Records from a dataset
***

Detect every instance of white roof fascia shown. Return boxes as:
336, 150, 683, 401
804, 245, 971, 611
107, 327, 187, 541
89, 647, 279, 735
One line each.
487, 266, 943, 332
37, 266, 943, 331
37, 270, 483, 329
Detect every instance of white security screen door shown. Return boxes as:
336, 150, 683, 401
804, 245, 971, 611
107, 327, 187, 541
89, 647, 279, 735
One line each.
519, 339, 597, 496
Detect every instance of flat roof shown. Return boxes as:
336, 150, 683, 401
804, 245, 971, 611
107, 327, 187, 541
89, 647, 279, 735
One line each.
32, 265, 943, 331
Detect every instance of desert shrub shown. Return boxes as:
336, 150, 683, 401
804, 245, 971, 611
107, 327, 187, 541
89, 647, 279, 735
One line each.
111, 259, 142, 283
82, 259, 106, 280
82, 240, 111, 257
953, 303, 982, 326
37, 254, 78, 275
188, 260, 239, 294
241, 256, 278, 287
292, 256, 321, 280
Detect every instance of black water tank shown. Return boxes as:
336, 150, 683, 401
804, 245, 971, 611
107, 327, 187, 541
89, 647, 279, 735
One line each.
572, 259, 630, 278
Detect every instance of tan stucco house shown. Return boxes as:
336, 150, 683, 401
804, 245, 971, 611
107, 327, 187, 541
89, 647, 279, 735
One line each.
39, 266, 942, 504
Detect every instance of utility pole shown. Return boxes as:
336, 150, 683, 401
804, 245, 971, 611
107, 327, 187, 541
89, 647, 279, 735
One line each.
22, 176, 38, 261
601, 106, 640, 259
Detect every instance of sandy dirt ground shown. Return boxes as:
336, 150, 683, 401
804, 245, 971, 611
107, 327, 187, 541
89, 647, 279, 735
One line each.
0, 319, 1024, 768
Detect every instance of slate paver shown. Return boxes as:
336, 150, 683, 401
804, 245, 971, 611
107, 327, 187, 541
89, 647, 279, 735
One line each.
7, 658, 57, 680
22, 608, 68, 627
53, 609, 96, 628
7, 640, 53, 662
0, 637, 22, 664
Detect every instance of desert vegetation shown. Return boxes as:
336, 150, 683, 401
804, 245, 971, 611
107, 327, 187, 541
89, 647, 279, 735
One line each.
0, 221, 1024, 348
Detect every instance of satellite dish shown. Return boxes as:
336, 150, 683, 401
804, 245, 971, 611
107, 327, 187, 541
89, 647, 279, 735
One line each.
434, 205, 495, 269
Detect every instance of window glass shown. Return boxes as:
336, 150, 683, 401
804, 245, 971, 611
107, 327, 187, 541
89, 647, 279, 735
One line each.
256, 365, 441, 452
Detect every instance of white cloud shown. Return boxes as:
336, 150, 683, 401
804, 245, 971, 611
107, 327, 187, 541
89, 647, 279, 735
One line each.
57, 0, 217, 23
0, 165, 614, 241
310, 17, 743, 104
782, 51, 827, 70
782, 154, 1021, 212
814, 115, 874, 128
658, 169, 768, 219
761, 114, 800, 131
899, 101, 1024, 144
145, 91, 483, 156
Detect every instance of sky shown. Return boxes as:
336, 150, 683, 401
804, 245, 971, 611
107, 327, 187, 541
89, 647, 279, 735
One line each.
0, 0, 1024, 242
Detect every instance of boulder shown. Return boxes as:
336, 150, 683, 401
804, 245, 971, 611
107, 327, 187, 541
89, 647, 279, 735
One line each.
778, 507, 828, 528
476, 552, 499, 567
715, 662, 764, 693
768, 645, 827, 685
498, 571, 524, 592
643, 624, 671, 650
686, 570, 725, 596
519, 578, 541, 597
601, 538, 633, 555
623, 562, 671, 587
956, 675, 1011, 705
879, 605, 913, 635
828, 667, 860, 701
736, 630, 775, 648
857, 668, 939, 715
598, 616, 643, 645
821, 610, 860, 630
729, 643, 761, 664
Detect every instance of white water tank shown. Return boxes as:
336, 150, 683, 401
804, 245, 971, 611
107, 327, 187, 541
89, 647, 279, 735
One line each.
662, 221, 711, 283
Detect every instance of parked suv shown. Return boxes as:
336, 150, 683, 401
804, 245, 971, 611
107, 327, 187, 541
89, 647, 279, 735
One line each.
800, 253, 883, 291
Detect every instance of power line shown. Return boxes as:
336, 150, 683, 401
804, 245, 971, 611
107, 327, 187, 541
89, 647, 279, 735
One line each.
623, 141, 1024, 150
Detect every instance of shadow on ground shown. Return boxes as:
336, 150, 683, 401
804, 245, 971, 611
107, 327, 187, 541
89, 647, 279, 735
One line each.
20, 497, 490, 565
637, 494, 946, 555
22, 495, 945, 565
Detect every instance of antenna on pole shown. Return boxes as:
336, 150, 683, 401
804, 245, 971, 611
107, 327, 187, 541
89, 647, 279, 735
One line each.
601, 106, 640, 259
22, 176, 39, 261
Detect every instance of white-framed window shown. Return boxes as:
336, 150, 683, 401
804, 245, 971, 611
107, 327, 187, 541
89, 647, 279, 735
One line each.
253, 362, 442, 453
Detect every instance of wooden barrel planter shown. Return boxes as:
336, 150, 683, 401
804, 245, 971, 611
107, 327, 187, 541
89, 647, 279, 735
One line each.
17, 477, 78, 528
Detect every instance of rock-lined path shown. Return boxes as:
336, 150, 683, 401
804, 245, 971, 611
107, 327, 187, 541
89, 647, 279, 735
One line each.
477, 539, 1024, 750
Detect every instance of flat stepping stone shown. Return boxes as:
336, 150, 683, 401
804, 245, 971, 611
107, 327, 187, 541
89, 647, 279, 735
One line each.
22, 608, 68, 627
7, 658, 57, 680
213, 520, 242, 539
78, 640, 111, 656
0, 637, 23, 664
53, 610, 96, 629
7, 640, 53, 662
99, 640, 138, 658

***

▶ Required task
Could you write out the records from the start through the line containing "37, 270, 483, 329", requests included, adding 142 to every bounding-box coordinate in the answers while leaving the numbers in the requests as they are?

▶ Written reply
Detect every instance of white roof fascia shown. Return boxes as:
336, 150, 683, 401
804, 245, 971, 611
107, 327, 187, 541
89, 647, 279, 735
One line each.
629, 408, 1085, 474
179, 408, 1085, 473
179, 412, 625, 471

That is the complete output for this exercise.